Vorgegebener Text:
□ □ □ □ □

"Armutspolitik der Landesregierung ist wirkungslos"

Wie die Erhebungen der Statistik Austria zu Armut und sozialer Ausgrenzung (EU-SILC) der vergangenen Jahre zeigen würden, hätten die Maßnahmen der Landesregierung zur Armutsprävention nichts bewirkt, kritisiert die Vorarlberger Armutskonferenz. Seit 2012 stiegen in Vorarlberg die Armutsgefährdungsquoten unbeeinflusst von den Maßnahmen der Landesregierung, während sie im Bundesdurchschnitt leicht sanken.
Höchster Wert seit 2003
Laut Michael Diettrich, Sprecher der Vorarlberger Armutskonferenz, war 2019 ein Viertel der Vorarlberger Bevölkerung armuts- oder ausgrenzungsgefährdet. Demzufolge liege die Armutsgefährdungsschwelle, die 60 Prozent eines mittleren Einkommens beträgt, für einen Einpersonenhaushalt bei monatlich € 1.328, für eine Familie mit zwei Kindern bei € 2.788. In Vorarlberg leben derzeit um die 75.000 Menschen in Haushalten mit Einkommen unterhalb der entsprechenden Armutsgefährdungsschwelle und gelten deshalb als armutsgefährdet. Das sind rund 19 Prozent der Bevölkerung, der höchste Wert seit Beginn dieser Erhebungen im Jahr 2003, so Diettrich.

□ □ □ □ □

Aufgabenstellung: Erklären Sie in ein bis drei Sätzen, warum die Vorarlberger Armutskonferenz laut dem Text zur Armutspolitik in Vorarlberg die Maßnahmen der Landesregierung für wirkungslos hält. Die Zeilen im nächsten Abschnitt stehen in keinem Zusammenhang mit dem Text.

□ □ □ □ □

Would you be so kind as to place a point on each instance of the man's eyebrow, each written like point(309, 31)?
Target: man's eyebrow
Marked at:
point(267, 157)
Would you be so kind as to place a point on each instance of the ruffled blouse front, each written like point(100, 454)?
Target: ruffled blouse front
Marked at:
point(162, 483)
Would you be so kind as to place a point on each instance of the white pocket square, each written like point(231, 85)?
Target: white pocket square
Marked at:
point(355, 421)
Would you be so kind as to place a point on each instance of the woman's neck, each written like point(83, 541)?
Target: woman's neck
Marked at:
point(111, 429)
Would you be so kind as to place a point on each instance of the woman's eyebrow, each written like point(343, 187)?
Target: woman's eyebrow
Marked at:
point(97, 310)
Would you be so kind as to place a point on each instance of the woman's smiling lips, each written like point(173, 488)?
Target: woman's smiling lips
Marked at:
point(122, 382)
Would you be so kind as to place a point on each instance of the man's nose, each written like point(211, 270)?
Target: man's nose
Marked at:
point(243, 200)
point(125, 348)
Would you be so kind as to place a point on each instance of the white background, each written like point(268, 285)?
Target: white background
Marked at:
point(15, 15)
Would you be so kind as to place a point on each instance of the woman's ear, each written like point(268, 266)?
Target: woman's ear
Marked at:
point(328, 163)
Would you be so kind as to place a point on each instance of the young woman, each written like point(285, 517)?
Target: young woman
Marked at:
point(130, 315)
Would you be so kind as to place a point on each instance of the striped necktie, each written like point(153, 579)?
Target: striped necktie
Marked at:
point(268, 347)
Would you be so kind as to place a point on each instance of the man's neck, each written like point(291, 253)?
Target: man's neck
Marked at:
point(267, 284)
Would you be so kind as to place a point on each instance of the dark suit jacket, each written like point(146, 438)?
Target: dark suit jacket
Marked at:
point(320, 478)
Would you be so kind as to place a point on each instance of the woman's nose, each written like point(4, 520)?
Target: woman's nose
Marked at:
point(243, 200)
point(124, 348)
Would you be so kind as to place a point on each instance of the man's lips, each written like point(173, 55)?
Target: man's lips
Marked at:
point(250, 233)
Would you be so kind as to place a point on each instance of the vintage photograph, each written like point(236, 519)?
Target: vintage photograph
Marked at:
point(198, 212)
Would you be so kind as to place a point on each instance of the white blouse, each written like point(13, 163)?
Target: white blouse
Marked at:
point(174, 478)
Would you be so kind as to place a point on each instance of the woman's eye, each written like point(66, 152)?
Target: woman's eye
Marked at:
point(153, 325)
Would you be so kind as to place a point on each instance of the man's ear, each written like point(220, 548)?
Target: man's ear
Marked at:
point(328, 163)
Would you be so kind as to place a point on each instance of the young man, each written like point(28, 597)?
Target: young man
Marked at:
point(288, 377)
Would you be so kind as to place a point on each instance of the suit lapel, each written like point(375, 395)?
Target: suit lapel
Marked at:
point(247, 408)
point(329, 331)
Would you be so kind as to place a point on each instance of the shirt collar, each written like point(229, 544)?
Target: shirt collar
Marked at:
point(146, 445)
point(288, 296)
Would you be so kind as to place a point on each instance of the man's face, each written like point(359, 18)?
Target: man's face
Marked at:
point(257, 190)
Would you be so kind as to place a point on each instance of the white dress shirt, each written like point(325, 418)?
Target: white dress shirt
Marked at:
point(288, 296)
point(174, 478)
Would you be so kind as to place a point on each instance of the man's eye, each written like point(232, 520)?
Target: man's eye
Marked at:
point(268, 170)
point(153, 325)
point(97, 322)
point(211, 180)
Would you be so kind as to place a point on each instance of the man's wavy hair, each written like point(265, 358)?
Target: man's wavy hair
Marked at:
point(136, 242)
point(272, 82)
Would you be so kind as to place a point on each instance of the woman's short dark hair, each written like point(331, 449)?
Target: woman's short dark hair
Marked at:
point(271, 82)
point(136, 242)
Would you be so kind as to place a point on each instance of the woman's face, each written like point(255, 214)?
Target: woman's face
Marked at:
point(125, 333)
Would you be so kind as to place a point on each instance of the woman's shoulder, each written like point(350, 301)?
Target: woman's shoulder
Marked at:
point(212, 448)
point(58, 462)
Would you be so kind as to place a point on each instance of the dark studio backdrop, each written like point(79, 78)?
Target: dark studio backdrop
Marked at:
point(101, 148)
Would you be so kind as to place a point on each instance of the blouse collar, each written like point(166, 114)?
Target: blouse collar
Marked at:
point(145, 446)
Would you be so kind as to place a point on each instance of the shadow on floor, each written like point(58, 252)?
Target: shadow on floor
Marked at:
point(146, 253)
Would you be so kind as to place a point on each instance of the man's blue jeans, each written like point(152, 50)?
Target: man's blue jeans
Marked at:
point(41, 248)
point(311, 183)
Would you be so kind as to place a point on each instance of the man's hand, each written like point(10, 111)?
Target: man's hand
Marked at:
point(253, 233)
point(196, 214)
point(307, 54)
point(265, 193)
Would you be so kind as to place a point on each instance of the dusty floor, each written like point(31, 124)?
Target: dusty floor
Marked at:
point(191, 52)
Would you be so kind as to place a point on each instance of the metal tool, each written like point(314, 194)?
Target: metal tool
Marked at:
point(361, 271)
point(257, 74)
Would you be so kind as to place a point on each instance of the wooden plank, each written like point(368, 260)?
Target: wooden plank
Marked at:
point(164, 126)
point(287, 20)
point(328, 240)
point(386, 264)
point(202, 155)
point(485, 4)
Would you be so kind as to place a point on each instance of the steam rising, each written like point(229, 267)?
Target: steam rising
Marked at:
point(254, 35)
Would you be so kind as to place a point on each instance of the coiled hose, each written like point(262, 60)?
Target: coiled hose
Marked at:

□ □ □ □ □

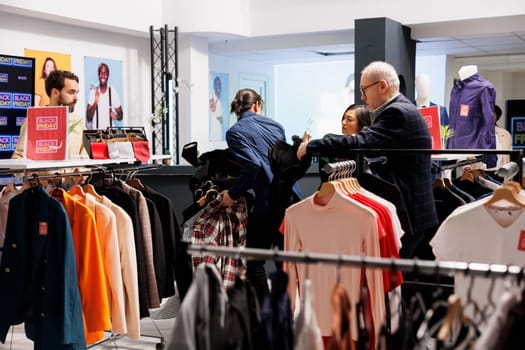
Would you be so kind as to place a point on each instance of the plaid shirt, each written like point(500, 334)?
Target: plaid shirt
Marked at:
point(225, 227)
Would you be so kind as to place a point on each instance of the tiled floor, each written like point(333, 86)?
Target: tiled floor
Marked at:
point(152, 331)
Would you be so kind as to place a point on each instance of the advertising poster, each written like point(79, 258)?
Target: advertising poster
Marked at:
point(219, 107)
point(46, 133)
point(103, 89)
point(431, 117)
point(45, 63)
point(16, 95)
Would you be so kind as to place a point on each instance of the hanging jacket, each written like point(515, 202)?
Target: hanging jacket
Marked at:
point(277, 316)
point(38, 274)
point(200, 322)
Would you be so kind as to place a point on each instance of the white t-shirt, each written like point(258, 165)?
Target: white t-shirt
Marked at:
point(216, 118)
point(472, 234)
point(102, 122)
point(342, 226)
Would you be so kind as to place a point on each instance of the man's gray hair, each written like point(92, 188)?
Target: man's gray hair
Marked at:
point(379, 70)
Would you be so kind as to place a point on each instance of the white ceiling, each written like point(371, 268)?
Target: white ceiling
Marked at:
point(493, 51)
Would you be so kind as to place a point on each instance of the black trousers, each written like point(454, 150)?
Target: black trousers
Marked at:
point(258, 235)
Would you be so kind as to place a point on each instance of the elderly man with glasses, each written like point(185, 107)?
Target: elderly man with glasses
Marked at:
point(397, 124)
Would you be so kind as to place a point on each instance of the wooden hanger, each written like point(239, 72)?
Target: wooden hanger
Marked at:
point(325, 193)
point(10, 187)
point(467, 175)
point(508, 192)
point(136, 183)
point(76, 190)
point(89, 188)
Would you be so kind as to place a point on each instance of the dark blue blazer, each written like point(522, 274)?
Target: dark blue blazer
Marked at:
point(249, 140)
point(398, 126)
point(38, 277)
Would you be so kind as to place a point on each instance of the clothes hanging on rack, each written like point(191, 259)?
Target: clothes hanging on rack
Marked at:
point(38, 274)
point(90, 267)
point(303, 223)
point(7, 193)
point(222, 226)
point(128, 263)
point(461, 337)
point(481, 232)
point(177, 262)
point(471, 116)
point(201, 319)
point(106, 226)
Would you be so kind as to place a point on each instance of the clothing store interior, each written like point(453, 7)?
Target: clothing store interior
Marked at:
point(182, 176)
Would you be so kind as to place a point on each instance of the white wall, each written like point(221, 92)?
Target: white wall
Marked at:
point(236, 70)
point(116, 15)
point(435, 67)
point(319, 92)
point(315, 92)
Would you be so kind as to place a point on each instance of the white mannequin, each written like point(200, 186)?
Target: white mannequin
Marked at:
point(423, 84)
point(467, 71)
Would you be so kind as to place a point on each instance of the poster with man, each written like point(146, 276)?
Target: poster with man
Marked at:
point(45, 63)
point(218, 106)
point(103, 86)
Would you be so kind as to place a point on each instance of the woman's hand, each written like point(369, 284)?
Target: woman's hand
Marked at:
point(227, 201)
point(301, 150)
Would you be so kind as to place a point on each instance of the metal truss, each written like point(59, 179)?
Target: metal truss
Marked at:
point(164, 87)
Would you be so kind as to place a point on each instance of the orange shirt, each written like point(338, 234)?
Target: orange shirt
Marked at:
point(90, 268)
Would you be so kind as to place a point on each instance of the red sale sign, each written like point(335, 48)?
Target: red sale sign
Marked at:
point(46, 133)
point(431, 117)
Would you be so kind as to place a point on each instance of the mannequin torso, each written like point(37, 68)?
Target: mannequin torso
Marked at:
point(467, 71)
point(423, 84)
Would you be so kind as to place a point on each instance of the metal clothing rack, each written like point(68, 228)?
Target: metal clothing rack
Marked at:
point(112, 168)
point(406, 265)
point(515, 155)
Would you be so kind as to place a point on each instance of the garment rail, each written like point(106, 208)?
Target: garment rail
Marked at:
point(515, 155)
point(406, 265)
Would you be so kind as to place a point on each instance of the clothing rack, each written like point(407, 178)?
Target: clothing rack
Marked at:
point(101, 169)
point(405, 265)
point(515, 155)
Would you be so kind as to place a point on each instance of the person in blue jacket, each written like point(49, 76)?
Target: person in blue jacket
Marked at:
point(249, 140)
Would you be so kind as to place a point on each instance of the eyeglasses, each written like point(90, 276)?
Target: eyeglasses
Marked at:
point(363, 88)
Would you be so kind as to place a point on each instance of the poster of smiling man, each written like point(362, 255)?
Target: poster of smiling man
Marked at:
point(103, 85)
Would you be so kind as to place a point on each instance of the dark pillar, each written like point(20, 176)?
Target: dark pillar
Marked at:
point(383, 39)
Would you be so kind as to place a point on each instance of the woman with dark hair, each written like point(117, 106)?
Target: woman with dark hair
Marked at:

□ □ □ □ □

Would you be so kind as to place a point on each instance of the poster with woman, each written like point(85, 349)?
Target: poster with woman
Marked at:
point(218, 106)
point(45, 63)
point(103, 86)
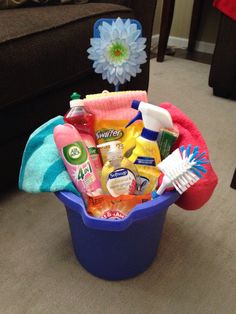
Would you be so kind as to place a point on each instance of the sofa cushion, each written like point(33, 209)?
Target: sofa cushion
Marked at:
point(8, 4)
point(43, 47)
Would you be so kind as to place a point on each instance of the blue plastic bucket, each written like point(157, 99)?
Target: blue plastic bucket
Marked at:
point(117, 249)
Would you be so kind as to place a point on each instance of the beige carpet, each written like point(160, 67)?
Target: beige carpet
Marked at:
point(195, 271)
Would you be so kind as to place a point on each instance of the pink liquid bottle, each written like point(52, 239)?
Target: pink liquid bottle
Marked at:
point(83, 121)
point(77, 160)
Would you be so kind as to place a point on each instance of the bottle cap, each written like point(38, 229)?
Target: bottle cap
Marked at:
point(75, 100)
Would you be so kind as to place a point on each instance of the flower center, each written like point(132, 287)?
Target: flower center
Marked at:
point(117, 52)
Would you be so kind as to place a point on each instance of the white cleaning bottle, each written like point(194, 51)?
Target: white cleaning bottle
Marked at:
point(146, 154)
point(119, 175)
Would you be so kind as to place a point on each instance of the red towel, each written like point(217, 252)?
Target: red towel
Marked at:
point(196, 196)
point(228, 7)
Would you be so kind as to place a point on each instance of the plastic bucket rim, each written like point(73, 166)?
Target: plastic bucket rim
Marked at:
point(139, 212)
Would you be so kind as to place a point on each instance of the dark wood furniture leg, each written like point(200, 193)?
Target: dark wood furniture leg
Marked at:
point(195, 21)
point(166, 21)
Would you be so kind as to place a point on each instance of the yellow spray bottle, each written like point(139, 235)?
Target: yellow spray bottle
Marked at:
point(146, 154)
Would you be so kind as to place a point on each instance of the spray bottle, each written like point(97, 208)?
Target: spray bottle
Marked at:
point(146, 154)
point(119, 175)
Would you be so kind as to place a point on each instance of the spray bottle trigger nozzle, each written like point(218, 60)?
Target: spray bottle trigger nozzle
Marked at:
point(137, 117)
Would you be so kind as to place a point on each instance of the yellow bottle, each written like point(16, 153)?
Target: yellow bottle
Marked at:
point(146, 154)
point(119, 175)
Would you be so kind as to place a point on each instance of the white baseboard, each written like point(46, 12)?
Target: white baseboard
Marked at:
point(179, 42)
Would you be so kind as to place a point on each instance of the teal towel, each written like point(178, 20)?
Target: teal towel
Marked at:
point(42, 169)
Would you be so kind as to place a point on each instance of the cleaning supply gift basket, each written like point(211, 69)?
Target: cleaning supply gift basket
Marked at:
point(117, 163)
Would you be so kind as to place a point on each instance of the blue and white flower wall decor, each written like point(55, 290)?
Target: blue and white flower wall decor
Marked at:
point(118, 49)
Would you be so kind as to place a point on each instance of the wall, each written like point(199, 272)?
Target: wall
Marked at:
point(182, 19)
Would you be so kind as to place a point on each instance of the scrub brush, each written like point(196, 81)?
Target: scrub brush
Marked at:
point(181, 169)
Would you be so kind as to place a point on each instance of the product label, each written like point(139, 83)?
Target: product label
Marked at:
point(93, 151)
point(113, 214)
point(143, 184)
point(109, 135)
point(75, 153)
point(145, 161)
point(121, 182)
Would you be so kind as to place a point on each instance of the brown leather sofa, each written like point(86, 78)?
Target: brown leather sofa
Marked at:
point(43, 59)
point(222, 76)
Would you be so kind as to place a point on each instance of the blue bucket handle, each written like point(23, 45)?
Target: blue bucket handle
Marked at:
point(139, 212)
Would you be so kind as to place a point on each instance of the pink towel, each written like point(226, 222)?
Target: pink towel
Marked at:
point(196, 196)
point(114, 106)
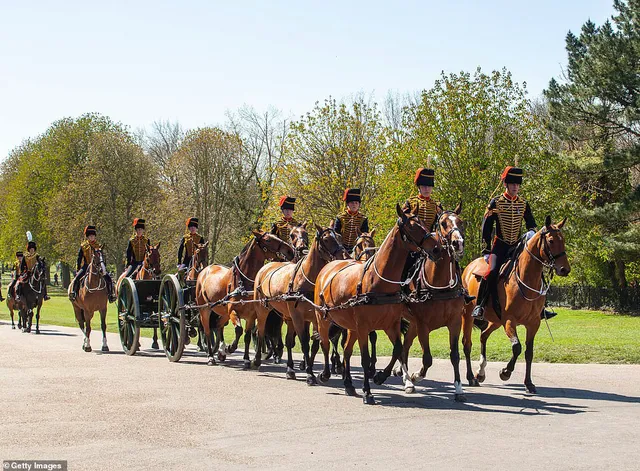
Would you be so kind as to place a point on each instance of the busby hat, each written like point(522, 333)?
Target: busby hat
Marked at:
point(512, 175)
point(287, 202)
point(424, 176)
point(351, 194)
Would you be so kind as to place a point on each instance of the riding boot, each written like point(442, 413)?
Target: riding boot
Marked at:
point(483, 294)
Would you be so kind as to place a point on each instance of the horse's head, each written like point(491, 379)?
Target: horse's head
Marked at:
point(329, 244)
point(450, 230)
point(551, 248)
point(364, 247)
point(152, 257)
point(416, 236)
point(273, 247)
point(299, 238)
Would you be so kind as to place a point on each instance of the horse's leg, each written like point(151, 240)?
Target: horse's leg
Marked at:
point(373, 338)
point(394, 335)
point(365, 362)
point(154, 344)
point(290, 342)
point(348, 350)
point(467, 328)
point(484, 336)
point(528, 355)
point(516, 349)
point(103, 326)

□ □ □ □ □

Lösung: Die Armutskonferenz stützt sich auf die Erhebungen der Statistik Austria zu Armut und sozialer Ausgrenzung (EU-SILC) der vergangenen Jahre. Nach ihnen stiegen die Armutsgefährdungsquoten in Vorarlberg seit 2012 unbeeinflusst von den Maßnahmen der Landesregierung, während sie im Bundesdurchschnitt leicht sanken.